PROVIDED INFORMATION.
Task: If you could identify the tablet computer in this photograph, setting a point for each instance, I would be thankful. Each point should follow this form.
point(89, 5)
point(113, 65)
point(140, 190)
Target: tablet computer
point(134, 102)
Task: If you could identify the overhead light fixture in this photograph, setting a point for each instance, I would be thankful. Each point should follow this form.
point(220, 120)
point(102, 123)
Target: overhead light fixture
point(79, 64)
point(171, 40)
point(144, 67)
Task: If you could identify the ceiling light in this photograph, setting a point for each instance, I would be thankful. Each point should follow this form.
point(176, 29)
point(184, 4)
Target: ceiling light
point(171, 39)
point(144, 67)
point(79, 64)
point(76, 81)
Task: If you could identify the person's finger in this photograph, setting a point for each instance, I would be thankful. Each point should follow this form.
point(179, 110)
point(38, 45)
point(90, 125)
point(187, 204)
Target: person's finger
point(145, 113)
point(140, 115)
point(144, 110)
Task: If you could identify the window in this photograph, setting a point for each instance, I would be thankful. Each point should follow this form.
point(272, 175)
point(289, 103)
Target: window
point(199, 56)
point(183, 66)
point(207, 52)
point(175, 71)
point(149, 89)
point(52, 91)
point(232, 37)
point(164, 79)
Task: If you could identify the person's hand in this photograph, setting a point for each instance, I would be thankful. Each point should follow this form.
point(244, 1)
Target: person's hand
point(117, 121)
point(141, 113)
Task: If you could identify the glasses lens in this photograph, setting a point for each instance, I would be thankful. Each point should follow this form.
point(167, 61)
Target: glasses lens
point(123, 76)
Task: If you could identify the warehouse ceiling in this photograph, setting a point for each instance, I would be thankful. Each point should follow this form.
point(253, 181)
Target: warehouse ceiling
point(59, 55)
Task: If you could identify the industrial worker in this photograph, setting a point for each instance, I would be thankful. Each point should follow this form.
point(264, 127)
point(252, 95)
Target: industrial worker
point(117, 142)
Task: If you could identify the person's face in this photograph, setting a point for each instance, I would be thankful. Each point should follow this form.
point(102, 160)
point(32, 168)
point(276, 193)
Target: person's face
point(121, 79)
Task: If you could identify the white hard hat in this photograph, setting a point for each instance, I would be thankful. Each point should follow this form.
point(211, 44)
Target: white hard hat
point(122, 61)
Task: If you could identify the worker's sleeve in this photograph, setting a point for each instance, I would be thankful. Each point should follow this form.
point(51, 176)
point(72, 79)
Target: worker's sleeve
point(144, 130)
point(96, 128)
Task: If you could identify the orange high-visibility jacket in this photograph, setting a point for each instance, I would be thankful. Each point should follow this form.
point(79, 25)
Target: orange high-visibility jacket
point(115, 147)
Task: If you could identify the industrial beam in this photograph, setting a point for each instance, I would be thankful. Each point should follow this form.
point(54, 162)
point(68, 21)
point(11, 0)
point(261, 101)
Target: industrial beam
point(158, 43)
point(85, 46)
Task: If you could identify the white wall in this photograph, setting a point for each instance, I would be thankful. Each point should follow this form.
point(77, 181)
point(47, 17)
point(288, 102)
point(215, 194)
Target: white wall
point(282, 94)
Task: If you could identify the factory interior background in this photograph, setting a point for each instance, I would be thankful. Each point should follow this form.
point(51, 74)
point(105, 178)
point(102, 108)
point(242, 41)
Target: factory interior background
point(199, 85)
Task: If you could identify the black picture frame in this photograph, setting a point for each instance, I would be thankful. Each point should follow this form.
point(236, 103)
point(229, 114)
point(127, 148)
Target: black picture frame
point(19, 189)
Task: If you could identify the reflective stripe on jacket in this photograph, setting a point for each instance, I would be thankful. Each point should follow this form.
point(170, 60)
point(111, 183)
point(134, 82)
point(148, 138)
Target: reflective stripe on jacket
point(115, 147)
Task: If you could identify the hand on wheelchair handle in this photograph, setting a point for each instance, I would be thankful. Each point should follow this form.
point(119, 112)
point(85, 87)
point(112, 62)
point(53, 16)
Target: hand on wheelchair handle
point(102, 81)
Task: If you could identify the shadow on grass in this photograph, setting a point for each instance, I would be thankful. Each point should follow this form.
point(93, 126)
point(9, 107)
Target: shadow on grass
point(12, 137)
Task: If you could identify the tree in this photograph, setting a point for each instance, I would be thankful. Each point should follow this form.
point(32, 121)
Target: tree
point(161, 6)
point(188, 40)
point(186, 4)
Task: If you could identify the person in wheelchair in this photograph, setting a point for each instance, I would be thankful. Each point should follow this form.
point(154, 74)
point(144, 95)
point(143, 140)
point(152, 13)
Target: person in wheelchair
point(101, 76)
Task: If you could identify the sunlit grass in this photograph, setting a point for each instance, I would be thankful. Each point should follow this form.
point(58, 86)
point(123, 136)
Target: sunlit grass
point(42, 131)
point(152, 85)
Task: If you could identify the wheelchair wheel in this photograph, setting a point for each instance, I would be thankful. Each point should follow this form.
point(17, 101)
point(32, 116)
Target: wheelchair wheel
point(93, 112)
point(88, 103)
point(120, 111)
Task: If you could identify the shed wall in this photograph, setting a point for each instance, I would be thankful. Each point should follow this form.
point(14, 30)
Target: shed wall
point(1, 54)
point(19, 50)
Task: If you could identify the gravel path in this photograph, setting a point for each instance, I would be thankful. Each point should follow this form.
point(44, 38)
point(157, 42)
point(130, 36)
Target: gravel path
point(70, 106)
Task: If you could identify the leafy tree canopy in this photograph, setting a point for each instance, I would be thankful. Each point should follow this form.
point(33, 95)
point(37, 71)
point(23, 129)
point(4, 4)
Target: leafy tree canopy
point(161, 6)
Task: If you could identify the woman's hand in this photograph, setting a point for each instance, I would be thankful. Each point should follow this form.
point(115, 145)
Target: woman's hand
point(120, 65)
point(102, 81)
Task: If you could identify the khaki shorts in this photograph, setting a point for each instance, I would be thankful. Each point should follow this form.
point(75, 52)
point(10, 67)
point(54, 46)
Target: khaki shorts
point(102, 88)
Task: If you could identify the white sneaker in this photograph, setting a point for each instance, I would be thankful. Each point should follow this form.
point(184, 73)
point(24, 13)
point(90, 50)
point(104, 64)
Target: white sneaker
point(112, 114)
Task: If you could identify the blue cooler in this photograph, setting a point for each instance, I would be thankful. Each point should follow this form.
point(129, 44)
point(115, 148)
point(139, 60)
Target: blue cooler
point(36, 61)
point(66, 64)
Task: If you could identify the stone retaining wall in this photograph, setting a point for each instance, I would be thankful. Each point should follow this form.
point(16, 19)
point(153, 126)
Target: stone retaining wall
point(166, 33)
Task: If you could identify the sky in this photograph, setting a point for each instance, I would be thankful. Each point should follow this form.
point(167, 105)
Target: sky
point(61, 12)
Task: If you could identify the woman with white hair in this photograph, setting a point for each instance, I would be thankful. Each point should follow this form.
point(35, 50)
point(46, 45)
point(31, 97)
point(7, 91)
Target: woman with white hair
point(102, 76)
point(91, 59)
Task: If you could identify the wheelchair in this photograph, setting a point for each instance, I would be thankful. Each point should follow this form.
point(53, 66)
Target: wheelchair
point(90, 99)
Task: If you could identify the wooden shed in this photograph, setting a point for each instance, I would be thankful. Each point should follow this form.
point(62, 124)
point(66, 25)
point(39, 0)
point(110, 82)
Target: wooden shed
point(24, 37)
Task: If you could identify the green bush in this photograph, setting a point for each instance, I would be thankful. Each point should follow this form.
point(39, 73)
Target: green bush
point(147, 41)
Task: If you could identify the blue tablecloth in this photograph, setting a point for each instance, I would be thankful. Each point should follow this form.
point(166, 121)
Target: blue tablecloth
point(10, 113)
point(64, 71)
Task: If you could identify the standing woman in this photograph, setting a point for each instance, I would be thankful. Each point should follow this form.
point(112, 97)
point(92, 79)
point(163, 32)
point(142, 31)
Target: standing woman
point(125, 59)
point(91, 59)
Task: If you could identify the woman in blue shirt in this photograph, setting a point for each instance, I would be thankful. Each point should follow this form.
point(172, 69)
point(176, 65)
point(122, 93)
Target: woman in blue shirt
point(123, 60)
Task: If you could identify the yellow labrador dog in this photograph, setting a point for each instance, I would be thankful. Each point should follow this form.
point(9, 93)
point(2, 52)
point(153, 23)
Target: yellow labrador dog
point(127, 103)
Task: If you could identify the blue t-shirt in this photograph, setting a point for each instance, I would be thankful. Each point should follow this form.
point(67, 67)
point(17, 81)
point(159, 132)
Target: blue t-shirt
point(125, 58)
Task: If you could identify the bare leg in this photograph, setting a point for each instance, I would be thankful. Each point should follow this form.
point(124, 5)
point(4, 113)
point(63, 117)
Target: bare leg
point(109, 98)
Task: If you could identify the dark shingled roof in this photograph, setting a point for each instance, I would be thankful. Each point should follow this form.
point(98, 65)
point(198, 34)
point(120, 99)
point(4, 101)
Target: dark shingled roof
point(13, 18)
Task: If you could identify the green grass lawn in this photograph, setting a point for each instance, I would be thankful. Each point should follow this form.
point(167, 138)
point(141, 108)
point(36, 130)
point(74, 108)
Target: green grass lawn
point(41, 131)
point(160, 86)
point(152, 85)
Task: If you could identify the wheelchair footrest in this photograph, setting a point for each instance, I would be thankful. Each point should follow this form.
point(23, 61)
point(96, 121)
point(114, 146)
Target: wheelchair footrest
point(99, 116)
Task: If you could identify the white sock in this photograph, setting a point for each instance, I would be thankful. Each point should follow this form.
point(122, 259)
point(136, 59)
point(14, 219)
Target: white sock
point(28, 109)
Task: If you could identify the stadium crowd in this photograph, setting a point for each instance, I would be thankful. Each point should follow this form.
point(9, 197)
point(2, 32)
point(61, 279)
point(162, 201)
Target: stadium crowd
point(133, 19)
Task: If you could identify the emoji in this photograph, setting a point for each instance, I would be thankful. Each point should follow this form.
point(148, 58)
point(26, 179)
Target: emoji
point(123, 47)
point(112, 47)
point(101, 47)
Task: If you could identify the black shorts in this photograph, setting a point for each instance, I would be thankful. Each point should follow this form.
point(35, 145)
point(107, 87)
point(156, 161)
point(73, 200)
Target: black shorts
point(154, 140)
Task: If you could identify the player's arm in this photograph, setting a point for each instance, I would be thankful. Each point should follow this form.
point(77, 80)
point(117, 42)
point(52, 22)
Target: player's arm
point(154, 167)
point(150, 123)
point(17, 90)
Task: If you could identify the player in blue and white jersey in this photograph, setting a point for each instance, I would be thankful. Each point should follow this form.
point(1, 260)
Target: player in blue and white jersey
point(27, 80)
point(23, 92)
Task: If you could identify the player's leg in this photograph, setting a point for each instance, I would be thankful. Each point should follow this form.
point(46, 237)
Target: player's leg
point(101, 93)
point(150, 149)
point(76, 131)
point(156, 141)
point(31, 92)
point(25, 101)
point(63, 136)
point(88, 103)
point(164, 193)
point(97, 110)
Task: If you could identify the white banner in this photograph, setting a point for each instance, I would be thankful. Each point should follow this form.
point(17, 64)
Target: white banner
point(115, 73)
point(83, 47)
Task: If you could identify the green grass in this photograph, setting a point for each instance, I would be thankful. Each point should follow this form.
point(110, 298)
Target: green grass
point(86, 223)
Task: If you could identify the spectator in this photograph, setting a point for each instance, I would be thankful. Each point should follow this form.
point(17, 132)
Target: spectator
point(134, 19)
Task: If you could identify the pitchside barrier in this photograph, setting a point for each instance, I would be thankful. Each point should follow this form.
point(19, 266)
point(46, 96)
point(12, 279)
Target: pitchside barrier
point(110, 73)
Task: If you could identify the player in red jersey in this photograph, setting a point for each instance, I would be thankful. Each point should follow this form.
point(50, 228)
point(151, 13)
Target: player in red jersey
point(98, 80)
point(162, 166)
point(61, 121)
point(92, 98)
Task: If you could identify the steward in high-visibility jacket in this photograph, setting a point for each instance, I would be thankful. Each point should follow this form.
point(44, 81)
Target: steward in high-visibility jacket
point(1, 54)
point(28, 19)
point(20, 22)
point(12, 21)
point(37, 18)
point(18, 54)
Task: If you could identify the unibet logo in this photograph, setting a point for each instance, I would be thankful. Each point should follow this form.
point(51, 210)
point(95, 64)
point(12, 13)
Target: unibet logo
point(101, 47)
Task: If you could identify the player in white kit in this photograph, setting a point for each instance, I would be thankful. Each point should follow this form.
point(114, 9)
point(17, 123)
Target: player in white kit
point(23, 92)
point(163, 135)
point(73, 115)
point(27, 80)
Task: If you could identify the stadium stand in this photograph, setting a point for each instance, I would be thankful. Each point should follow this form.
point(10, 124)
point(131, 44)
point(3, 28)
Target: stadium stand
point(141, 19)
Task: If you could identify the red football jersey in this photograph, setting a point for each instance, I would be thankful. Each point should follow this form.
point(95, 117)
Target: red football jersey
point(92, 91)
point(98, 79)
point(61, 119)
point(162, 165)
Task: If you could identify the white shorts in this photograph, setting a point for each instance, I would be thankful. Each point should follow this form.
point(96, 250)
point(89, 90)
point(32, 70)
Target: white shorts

TASK PROMPT. Reproduce the entries word for word, beginning with the line that contains "Task: If you could identify the green grass in" and stopping after the line that contains "point(141, 19)".

RESPONSE TO THIS EXERCISE.
Task: If you could identify the green grass in this photograph, setting a point for each instance, I would be thankful. Each point should follow this form.
point(110, 298)
Target: green grass
point(86, 223)
Task: If you could identify the spectator in this photograph, setting a point for each instance, I would be thankful. Each point should follow this form.
point(17, 132)
Target: spectator
point(134, 19)
Task: If you could identify the pitchside barrier in this photograph, setting a point for each instance, I would be thankful. Each point should follow this form.
point(19, 266)
point(46, 96)
point(12, 279)
Target: pitchside barrier
point(110, 73)
Task: If you could identify the player in red jersey in this photograph, setting a point for each instance, I would be thankful. Each point should follow this form.
point(50, 228)
point(151, 13)
Target: player in red jersey
point(98, 80)
point(162, 166)
point(61, 121)
point(92, 98)
Task: If you could identify the steward in high-visibility jacket in this photograph, setting a point for each instance, I would be thankful. Each point should follow this form.
point(44, 81)
Target: steward in high-visibility jacket
point(1, 54)
point(28, 19)
point(20, 22)
point(12, 21)
point(37, 18)
point(18, 54)
Task: If you could identify the unibet logo in this photograph, setting a point for each instance, I would be thankful. Each point should follow this form.
point(51, 210)
point(95, 64)
point(12, 13)
Target: unibet logo
point(101, 47)
Task: If you could identify the player in white kit in this photograph, setting a point for each instance, I would be thankful. Each point should follow this form.
point(114, 9)
point(17, 123)
Target: player in white kit
point(23, 92)
point(163, 135)
point(73, 115)
point(27, 80)
Task: If you could identify the stadium stand in this photograph, setting a point for each instance, I would be thankful. Each point should follow this form.
point(10, 124)
point(131, 44)
point(3, 28)
Target: stadium stand
point(141, 19)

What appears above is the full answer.